**Brief**
All lines in the records below that hold "jacket" are to be shown.

**Input material**
- - - -

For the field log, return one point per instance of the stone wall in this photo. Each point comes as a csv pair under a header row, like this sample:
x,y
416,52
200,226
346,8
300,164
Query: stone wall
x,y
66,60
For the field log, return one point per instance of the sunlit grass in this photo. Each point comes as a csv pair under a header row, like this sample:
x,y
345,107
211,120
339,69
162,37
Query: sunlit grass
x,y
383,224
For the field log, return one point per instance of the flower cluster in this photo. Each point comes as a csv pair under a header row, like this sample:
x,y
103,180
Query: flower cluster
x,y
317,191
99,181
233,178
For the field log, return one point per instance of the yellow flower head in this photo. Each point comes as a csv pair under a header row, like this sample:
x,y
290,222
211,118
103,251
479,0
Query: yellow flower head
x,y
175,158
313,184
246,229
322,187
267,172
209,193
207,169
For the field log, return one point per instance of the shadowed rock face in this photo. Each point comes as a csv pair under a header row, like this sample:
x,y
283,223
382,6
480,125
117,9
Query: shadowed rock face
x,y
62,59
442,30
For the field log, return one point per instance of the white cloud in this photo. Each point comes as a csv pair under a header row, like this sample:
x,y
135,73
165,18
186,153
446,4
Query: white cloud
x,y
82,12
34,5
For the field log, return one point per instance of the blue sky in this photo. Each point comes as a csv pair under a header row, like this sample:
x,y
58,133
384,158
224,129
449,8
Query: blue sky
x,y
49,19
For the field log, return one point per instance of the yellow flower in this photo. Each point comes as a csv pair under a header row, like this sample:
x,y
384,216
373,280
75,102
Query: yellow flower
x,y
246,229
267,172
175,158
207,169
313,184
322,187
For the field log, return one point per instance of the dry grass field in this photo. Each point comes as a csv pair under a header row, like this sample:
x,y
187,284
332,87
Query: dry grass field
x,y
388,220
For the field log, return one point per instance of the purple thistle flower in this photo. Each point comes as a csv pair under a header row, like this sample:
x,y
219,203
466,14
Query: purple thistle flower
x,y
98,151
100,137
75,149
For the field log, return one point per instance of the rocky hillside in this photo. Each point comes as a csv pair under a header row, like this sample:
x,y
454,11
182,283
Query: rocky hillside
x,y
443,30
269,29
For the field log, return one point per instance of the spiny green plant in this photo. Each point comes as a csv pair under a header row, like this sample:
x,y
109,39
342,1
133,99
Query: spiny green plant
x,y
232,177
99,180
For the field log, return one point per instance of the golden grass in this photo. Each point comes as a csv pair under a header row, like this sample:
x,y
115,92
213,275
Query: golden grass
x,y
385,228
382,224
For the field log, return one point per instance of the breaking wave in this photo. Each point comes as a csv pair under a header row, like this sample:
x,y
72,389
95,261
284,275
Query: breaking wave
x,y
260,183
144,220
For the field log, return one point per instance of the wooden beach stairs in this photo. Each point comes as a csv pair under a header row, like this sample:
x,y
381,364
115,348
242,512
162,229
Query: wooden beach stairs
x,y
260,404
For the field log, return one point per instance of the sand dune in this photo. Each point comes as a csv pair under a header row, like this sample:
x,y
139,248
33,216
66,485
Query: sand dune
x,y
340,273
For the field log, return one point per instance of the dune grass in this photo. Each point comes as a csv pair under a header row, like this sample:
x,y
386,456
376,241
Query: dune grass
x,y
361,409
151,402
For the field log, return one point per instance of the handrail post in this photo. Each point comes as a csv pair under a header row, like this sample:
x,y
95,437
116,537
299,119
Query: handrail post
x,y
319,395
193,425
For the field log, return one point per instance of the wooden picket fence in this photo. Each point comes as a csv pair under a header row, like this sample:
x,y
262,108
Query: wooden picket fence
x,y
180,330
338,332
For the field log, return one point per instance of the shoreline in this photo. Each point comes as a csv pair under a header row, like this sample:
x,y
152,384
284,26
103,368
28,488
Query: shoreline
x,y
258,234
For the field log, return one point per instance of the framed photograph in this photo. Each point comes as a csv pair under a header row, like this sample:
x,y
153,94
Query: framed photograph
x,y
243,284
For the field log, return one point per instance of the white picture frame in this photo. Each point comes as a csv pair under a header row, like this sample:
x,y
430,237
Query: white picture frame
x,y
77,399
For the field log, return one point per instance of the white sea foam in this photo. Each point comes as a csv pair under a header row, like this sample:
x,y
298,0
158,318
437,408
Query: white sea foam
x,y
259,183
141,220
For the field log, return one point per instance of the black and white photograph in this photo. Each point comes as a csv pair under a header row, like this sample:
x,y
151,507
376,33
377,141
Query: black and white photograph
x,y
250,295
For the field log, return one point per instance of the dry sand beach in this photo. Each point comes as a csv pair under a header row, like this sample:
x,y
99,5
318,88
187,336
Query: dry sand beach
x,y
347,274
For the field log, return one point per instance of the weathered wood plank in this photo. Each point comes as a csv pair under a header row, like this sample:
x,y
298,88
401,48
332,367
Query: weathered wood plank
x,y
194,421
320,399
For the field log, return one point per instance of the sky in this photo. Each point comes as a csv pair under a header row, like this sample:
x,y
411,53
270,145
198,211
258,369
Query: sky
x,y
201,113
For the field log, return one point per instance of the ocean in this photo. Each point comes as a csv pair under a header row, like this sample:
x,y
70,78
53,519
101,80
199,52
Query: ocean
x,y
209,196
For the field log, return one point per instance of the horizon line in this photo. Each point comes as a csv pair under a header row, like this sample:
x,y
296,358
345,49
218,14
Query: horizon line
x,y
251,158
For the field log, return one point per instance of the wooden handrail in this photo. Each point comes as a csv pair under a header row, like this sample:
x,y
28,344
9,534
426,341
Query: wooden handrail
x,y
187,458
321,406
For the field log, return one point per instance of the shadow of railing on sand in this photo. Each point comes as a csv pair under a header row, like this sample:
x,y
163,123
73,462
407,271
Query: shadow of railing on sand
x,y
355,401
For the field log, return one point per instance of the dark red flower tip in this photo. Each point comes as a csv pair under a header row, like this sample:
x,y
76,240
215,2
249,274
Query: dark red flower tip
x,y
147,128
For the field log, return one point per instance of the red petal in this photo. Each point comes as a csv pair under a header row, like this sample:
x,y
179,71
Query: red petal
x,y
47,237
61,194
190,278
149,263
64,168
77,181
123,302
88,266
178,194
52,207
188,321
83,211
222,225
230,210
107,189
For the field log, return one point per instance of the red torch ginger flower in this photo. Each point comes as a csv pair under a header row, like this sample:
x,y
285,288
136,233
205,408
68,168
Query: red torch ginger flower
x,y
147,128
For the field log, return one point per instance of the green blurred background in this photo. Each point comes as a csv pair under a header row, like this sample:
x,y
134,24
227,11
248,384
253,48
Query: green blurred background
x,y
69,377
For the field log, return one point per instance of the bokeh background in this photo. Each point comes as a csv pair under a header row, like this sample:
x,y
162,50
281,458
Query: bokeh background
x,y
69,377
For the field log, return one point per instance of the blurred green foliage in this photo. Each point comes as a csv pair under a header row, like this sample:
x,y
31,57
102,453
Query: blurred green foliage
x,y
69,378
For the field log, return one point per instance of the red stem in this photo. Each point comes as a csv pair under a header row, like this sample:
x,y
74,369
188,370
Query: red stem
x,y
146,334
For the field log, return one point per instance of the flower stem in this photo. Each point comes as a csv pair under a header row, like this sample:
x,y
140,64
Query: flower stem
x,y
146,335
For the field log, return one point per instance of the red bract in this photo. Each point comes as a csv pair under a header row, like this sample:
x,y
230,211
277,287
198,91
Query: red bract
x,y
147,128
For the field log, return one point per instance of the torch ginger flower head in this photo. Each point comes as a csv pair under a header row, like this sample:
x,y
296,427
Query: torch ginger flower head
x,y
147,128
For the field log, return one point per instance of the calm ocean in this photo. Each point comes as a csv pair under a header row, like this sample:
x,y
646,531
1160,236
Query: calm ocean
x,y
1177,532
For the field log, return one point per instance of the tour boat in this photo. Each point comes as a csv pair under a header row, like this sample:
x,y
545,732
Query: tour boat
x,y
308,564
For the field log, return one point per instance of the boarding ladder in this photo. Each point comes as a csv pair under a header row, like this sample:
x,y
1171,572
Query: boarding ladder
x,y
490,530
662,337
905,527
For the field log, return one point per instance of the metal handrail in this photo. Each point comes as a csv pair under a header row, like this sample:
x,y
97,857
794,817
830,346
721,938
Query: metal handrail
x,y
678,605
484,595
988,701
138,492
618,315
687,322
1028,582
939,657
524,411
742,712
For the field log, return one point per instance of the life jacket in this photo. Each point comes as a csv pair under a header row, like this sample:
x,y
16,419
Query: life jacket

- - - -

**Expected answer**
For the field log, return one point per instance of the life jacket in this photo. Each point comes as a csv pair under a header row, like this sample:
Query: life jacket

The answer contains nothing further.